====== PASSAGE TO READ

CHRISSY NEWTON: My dad. My dad had a UFO experience when he was around 18 years old in northern Canada – Northern Ontario, to be exact. He was with a group of people who had this experience, and he ended up taking a photo of the UAP. When I was a little girl, about six or seven years old I believe, he showed me that photo and told me the story. I always tell people it lit up everything inside of me. I was like, “Wow, what is this?”

I consistently was so interested in it as a little girl, and he would talk about it with me. My dad was so deep into it, and still is to this day. But he was teaching me, and then as I was getting older, I made a conscious decision to really start getting involved in the area of study of UFOs, just learning who the people’s names were to start, really. It was like, “Who are all these people? I want to remember these people.” That was important to me. 

So I started there, and I went to the UFO Congress. That was the first one. I took my dad and we walked in and we were like, “Wow, we’re actually doing this now as a family.” Just him and I. My mom, not so much interested in it, or my sister. But we were doing this together and learning. And he would talk to everybody, and I would as well. I started going on some research trips by myself in England and looking at the crop circles because it was the closest thing I could get to, and learning more about them and the phenomenon. My ideas of what crop circles are have changed over the years, obviously, through my experiences.

But that’s really what started me to get myself into the field. And then I came across The Debrief and was creating content, and long story short, I pitched them to be part of them just to create content for them. I was talking to MJ Banias about it, and then they brought me in and they realized – they knew that I had some PR skills and obviously run a business, and I was giving them some examples of things that they could do in the PR space. We were all in a group chat.

Long story short, I think Joe Rogan mentioned us for the first time ever about two and a half years ago, and I was like, “We need to comment on this.” So I started making comments and explaining PR, and I became more integrated into the core team and then really found a family, to be honest. We’ve all been working together almost three years – January will be three years, which is crazy, running this media company together. But truly being able to work together, having highs and lows, but being able to focus on multiple topics – not just UFOs, but I will say the one thing that brought us all together was the UFO topic.

It’s probably one of the best things that’s ever happened to me because it’s given me the ability to do PR and work with the UAP topic and talk to some of the best people in the business, and work with some of the best people too, outside of just working with The Debrief – having clients that are really notable within the scientific space and in the UFO topic in general. So it’s been wonderful. I’ve been able to learn so much, and my thoughts and my opinions have grown. I’m just thankful to be where I am right now.

JIM HAROLD: That’s fantastic when you can marry an interest with your profession and they crosspollinate and work well together. That is the best of both worlds. It happened for me; it sounds like it’s happened for you. It is just a blessing when you can say, “I’ve worked in this one area all these years, and now I can take all that knowledge and apply it to this thing that I really love.” There’s not much better than that.

CHRISSY NEWTON: Yeah, and actually contribute. To me, there was this space where there was no PR person in this topic, and I went, “Wow, I really get to do this.” And also, I’m a female. There’s not many women in this space, so being a female communicator on this topic and helping to push narratives or even explain narratives to media and to journalists and make it easier for them, and really trying to find the truth and the fact with them so that what’s getting pushed to the forefront is not something that’s been pushed through entertainment or this other bubble – it’s really pushing through facts and doing the best we possibly can to make it easy for journalists and to teach them so that they’re interested in the beat, but it’s also approachable to them.

============
====== MATERIAL PROVIDED

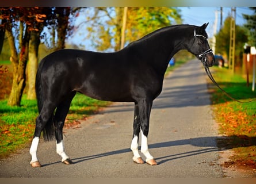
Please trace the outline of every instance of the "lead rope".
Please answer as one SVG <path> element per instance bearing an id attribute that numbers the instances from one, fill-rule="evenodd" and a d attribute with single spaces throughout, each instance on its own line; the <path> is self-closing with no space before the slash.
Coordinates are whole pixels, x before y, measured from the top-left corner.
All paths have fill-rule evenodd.
<path id="1" fill-rule="evenodd" d="M 212 81 L 212 82 L 213 82 L 215 85 L 216 85 L 217 87 L 219 87 L 219 89 L 220 90 L 221 90 L 222 91 L 223 91 L 227 96 L 228 96 L 228 97 L 229 98 L 230 98 L 231 99 L 233 99 L 233 100 L 234 100 L 234 101 L 236 101 L 236 102 L 239 102 L 239 103 L 250 103 L 250 102 L 251 102 L 255 101 L 255 99 L 251 99 L 251 100 L 250 100 L 250 101 L 249 101 L 242 102 L 242 101 L 239 101 L 239 100 L 238 100 L 238 99 L 234 98 L 234 97 L 231 97 L 231 96 L 228 93 L 227 93 L 224 90 L 223 90 L 223 89 L 221 89 L 221 88 L 220 87 L 220 86 L 219 86 L 219 85 L 217 83 L 217 82 L 215 81 L 215 80 L 214 79 L 213 77 L 212 76 L 212 74 L 211 73 L 210 70 L 209 70 L 209 67 L 207 67 L 207 66 L 204 66 L 204 68 L 205 69 L 205 71 L 206 71 L 206 73 L 207 74 L 207 75 L 209 76 L 209 78 Z"/>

============

JOB 1 =>
Extract the listing word for word, from its beginning down to the line that contains "Coordinates are whole", and leave the picture out.
JOB 2 =>
Extend the interview about UFOs and public relations, picking up right after its last sentence.

EXERCISE RESPONSE 1 =>
Please trace the outline of every instance of the "lead rope".
Please answer as one SVG <path> element per instance bearing an id attribute that numbers the instances from one, fill-rule="evenodd" and a d attribute with single spaces throughout, each instance on its own line; the <path> is self-closing with no space before the slash.
Coordinates are whole pixels, x before y, measured from the top-left corner.

EXERCISE RESPONSE 2 =>
As a woman, it’s important to me because the way that we deliver things as women in the world of communications can be very different than the way it’s been delivered by mine. And the topic, to be honest, it’s been white men, generally, rich white men that have been able to push the narrative of the UAP topic. So it’s nice to be a woman that still gets to have somewhat of a voice to really wonderful people that will give a larger voice to this topic, too. I’m just happy that I’m a female in this, and I hope more people get involved, and I hope more women do, and I hope more female communicators do, too, because we need that. We need a diverse group of everybody from all different cultures, all different ethnicities, and all different backgrounds.

JIM HAROLD: I agree with that fully. Another thing I should say – and you touched on it there – lets’ ace it: some of the people involved in UFOs and UAP may be very knowledgeable, but they may not themselves be great communicators. They may reach out to reporters and people in media and present themselves in such a way – and this is not to cast aspersions on these people – that they may not be taken credibly.

To have someone who can say, “Here’s this information; let’s present it in a way that’s accessible and approachable for the reporters” I think makes a major difference. And I never really thought about it that way, but that is a major – it’s a PR problem for UFO studies and ufology. To have somebody like you – and I agree, having the female perspective is an excellent addition, long overdue – I think that really is a major advance.

Because again, you’ve got some guy who’s in his room and he’s pored over all these UFO reports and he finds these interesting trends and he calls up a reporter, but he’s fumbling around and he’s just not very smooth – it may be the greatest information in the world, but nobody’s going to pick up on it.

CHRISSY NEWTON: 100%, you’re right. I love being in that space where we can look at telling the facts and the truth when it comes to public relations because we know that we have a really negative side of PR, which can be spin doctors. We see that come from government, we see it with corporate companies, where they just come in and mess with the communications. And let’s be honest, major corporate companies and government have money and people to be able to do that.

When you’re looking at civilian companies like mine that I’ve run for 15 years, I’m able to say morally, I get to make a decision. Doesn’t mean I’m morally right, but what I withhold and what I believe and my standards are I don’t want to push through a false narrative. I want to push through the most correct narrative I possibly can.

Obviously I work with The Debrief, which is a media outlet; that is our goal. We want unbiased reporting. While I’m trying to push that and have an idea when it’s working – not even just with The Debrief and us pushing our stories to help us go to mainstream as well, but working with scientists or filmmakers in the UFO community. My job is to publicize it and to push through those facts. And the stories and the clients that I pick, I feel to my best knowledge from what I know, are doing their best job too.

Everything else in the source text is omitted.